* [Aim of the exercise] Copy the data precisely, character for character, and leave out every picture.

* [Given information]
[start]
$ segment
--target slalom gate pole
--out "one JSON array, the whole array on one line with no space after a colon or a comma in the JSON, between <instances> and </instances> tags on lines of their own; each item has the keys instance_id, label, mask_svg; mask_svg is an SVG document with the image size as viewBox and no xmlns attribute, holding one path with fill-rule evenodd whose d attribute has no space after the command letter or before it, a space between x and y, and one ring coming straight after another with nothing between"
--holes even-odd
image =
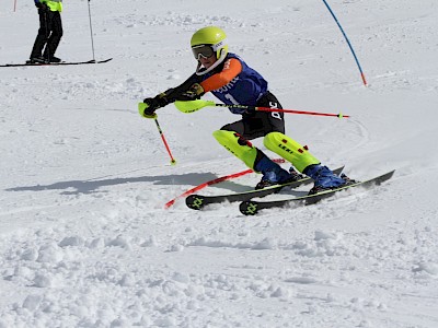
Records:
<instances>
[{"instance_id":1,"label":"slalom gate pole","mask_svg":"<svg viewBox=\"0 0 438 328\"><path fill-rule=\"evenodd\" d=\"M171 149L169 148L168 141L165 140L164 133L163 133L163 131L161 130L161 127L160 127L160 124L158 122L157 117L153 118L153 120L155 121L158 131L160 132L161 139L163 140L165 150L168 151L169 156L171 157L171 165L175 165L175 164L176 164L176 161L175 161L175 159L174 159L173 155L172 155Z\"/></svg>"},{"instance_id":2,"label":"slalom gate pole","mask_svg":"<svg viewBox=\"0 0 438 328\"><path fill-rule=\"evenodd\" d=\"M339 27L342 34L344 35L344 38L347 42L349 49L351 50L353 57L356 60L356 65L359 68L359 72L360 72L360 77L362 79L364 85L367 86L367 80L365 79L365 74L364 74L362 68L360 67L359 60L356 57L355 50L353 49L353 46L351 46L347 35L345 34L344 28L341 26L339 21L336 19L336 16L335 16L334 12L332 11L332 9L330 8L327 1L325 1L325 0L322 0L322 1L324 2L325 7L328 9L328 11L332 14L333 19L335 20L337 26Z\"/></svg>"},{"instance_id":3,"label":"slalom gate pole","mask_svg":"<svg viewBox=\"0 0 438 328\"><path fill-rule=\"evenodd\" d=\"M89 3L89 21L90 21L90 35L91 35L91 50L93 51L93 61L95 61L94 57L94 39L93 39L93 27L91 25L91 10L90 10L90 0L88 1Z\"/></svg>"}]
</instances>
[end]
* [Written answer]
$ segment
--target slalom gate pole
--out "one JSON array, the whole array on one line with no space after a colon or a comma in the JSON, between <instances> and </instances> tags on lines of their own; each item has the keys instance_id, label, mask_svg; mask_svg is an SVG document with the image size as viewBox and no xmlns attribute, holding one path with fill-rule evenodd whose d attribute has no space after the command letter or before it, a space between x and y, and one ring coming straight after another with nothing between"
--holes even-odd
image =
Records:
<instances>
[{"instance_id":1,"label":"slalom gate pole","mask_svg":"<svg viewBox=\"0 0 438 328\"><path fill-rule=\"evenodd\" d=\"M171 149L169 148L168 141L165 140L164 133L163 133L163 131L161 130L161 127L160 127L160 124L158 122L157 117L153 118L153 120L155 121L158 131L160 132L161 139L163 140L165 150L168 151L169 156L171 157L171 165L175 165L175 164L176 164L176 161L175 161L175 159L174 159L173 155L172 155Z\"/></svg>"},{"instance_id":2,"label":"slalom gate pole","mask_svg":"<svg viewBox=\"0 0 438 328\"><path fill-rule=\"evenodd\" d=\"M339 27L342 34L344 35L344 38L347 42L349 49L351 50L353 57L356 60L356 65L359 68L359 72L360 72L360 77L362 79L364 85L367 86L367 80L365 79L365 74L364 74L362 68L360 67L359 60L356 57L355 50L353 49L353 46L351 46L347 35L345 34L344 28L341 26L339 21L336 19L336 16L335 16L334 12L332 11L332 9L330 8L327 1L325 1L325 0L322 0L322 1L324 2L325 7L328 9L328 11L332 14L333 19L335 20L337 26Z\"/></svg>"},{"instance_id":3,"label":"slalom gate pole","mask_svg":"<svg viewBox=\"0 0 438 328\"><path fill-rule=\"evenodd\" d=\"M89 3L89 21L90 21L90 35L91 35L91 50L93 51L93 61L95 61L94 57L94 39L93 39L93 27L91 25L91 10L90 10L90 0L88 1Z\"/></svg>"}]
</instances>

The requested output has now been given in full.